┌──
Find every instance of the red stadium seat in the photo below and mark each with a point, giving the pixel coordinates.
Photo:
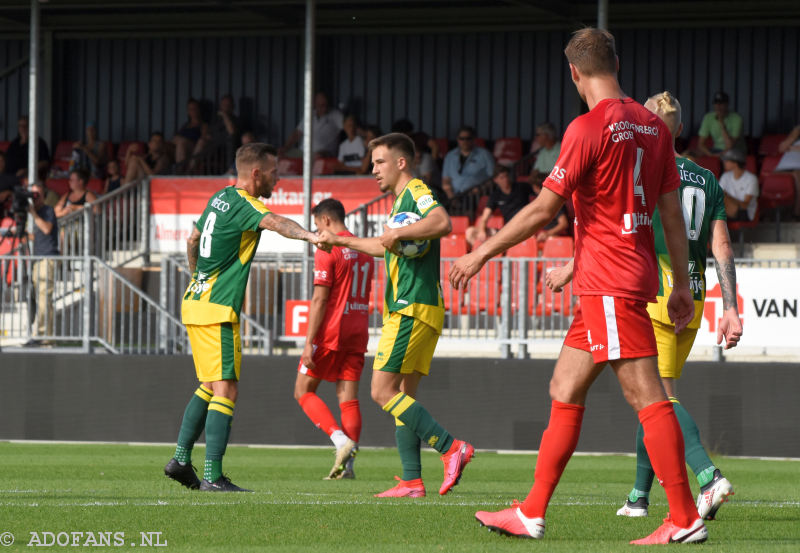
(453, 245)
(769, 144)
(290, 166)
(325, 166)
(712, 163)
(508, 151)
(768, 165)
(459, 224)
(777, 191)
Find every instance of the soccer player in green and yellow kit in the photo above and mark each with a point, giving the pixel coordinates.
(704, 214)
(412, 319)
(220, 250)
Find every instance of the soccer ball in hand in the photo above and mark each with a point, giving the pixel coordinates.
(409, 248)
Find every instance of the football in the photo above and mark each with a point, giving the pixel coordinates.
(409, 248)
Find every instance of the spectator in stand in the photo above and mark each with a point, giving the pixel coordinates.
(78, 194)
(114, 178)
(508, 196)
(792, 144)
(467, 166)
(352, 149)
(370, 133)
(326, 125)
(224, 129)
(740, 187)
(91, 155)
(17, 152)
(247, 138)
(156, 162)
(547, 150)
(45, 243)
(723, 126)
(192, 136)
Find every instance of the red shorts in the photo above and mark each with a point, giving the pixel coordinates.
(334, 365)
(612, 328)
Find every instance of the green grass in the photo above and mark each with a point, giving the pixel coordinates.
(120, 488)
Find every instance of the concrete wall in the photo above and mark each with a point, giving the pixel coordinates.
(741, 409)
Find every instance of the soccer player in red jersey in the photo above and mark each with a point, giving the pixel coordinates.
(336, 339)
(617, 164)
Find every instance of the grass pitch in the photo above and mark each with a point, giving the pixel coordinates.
(120, 490)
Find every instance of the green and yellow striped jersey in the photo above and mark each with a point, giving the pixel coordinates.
(703, 202)
(412, 284)
(228, 241)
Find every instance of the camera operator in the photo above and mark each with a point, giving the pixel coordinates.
(45, 243)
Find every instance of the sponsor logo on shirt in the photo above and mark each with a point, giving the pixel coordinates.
(623, 130)
(558, 173)
(220, 205)
(631, 221)
(688, 176)
(425, 202)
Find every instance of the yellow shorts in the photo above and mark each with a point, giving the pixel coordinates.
(673, 349)
(217, 351)
(406, 345)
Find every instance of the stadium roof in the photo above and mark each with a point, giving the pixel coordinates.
(145, 17)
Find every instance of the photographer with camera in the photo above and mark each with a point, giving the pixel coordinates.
(45, 243)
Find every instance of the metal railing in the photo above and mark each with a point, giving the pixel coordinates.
(79, 303)
(115, 227)
(367, 219)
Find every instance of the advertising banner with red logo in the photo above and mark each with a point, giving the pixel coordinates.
(177, 202)
(769, 300)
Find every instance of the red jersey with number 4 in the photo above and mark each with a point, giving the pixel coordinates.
(616, 161)
(348, 274)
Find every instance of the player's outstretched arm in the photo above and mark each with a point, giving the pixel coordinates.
(524, 224)
(193, 250)
(435, 225)
(370, 246)
(730, 326)
(680, 305)
(289, 229)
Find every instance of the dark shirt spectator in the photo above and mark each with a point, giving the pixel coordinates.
(17, 153)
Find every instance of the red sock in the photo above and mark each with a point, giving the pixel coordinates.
(558, 444)
(351, 419)
(664, 443)
(316, 410)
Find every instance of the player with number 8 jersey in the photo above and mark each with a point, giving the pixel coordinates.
(220, 250)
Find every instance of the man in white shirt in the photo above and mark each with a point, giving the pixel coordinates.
(326, 125)
(740, 187)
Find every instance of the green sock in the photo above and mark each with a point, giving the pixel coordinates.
(696, 456)
(417, 418)
(218, 429)
(408, 446)
(644, 470)
(194, 420)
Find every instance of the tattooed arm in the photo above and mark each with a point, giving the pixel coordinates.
(193, 250)
(288, 228)
(730, 326)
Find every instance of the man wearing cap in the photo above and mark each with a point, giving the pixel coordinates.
(723, 126)
(740, 187)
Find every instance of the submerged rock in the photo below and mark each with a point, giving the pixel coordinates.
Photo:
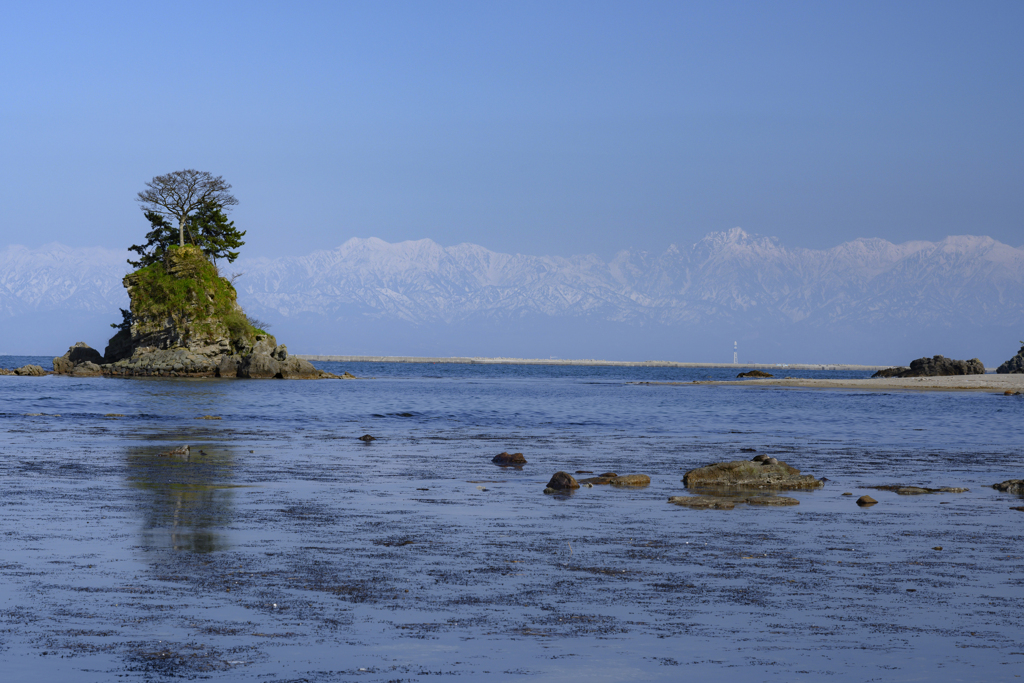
(704, 502)
(728, 503)
(180, 452)
(86, 369)
(80, 352)
(918, 491)
(772, 501)
(505, 458)
(1010, 486)
(748, 474)
(599, 480)
(630, 480)
(562, 480)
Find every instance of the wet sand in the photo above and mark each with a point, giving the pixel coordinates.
(283, 554)
(988, 382)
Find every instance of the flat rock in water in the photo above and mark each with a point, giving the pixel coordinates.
(562, 480)
(704, 502)
(630, 480)
(509, 459)
(919, 491)
(772, 501)
(748, 474)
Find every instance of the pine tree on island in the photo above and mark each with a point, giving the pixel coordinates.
(184, 319)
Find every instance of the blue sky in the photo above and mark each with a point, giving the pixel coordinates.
(545, 128)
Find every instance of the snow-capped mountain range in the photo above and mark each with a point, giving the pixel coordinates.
(728, 282)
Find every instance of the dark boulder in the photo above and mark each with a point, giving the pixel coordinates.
(1010, 486)
(749, 474)
(630, 480)
(505, 459)
(890, 372)
(562, 480)
(86, 369)
(1014, 366)
(80, 352)
(940, 366)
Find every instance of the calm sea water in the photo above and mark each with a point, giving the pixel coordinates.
(290, 550)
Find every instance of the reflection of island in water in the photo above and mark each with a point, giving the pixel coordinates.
(187, 500)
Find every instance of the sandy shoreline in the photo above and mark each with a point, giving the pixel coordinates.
(989, 382)
(584, 361)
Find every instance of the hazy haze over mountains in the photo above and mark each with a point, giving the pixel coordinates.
(863, 301)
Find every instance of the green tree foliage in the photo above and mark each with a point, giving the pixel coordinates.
(212, 232)
(208, 228)
(161, 236)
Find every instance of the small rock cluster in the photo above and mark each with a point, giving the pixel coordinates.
(25, 371)
(506, 459)
(562, 481)
(1010, 486)
(762, 472)
(938, 366)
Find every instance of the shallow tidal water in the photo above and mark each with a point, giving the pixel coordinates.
(289, 550)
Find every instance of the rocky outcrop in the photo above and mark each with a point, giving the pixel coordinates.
(600, 479)
(630, 480)
(1010, 486)
(750, 474)
(890, 372)
(562, 481)
(506, 459)
(79, 353)
(938, 366)
(25, 371)
(1014, 366)
(184, 322)
(905, 489)
(728, 503)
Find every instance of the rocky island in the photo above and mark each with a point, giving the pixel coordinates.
(184, 318)
(185, 321)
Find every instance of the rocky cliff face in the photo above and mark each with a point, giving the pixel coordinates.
(185, 322)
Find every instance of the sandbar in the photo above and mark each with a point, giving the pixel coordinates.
(989, 382)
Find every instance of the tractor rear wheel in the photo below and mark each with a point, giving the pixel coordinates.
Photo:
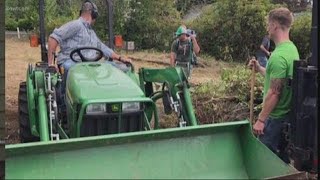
(25, 130)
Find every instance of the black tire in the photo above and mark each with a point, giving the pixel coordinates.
(24, 122)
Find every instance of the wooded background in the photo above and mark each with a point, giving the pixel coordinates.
(229, 30)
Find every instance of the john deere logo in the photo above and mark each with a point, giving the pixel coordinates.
(115, 107)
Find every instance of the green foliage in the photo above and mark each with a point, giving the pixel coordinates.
(151, 24)
(300, 34)
(233, 81)
(232, 29)
(184, 5)
(294, 5)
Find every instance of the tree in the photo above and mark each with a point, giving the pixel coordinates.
(151, 23)
(232, 29)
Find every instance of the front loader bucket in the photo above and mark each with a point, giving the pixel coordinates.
(218, 151)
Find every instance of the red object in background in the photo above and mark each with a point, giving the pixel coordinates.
(34, 40)
(118, 40)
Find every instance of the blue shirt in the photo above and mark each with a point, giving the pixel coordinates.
(75, 34)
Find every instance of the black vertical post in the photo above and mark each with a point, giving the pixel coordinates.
(44, 57)
(110, 23)
(314, 34)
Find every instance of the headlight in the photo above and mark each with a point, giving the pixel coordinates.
(96, 108)
(130, 106)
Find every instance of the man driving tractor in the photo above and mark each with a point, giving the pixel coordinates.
(75, 34)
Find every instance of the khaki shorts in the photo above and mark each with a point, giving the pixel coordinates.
(186, 68)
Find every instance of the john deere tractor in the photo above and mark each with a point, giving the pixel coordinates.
(110, 128)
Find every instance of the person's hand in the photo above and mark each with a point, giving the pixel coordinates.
(269, 53)
(123, 59)
(55, 66)
(254, 62)
(258, 127)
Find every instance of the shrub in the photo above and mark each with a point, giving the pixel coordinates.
(232, 29)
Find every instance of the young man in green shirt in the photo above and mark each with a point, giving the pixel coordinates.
(277, 91)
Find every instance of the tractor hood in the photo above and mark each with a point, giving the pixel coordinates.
(100, 81)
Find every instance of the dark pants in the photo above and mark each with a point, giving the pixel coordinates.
(274, 137)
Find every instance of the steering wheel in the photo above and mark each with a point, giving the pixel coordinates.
(86, 59)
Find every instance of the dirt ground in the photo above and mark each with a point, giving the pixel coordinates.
(18, 54)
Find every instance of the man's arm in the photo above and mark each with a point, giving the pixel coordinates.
(260, 69)
(271, 98)
(265, 50)
(196, 47)
(52, 46)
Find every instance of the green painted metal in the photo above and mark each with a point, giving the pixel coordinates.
(31, 104)
(218, 151)
(75, 132)
(176, 83)
(43, 116)
(91, 81)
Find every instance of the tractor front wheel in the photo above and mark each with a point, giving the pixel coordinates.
(25, 130)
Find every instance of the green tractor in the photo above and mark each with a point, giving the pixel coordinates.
(100, 99)
(111, 128)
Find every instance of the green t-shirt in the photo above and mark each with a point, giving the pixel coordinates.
(183, 50)
(280, 65)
└──
> _Work to do_
Retype exactly, please, each line from the line that contains "Find every instance of the green painted" through the last line of the entries above, with nothing added.

> _Written response_
Find every instance of the green painted metal in the photo above and mark each with a point, giving the pixel coordinates.
(31, 104)
(218, 151)
(75, 132)
(176, 83)
(43, 116)
(91, 81)
Find every instance of the tractor front wheel in the photo above and mark each with a point, giving the pixel coordinates.
(25, 130)
Find every instance of the green tractor in the photo above and mark each with a point, giving the pixel coordinates.
(100, 99)
(111, 128)
Find every instance of the green t-shirt in the photo above and mark each with a point, giving the pixel coordinates.
(183, 50)
(280, 65)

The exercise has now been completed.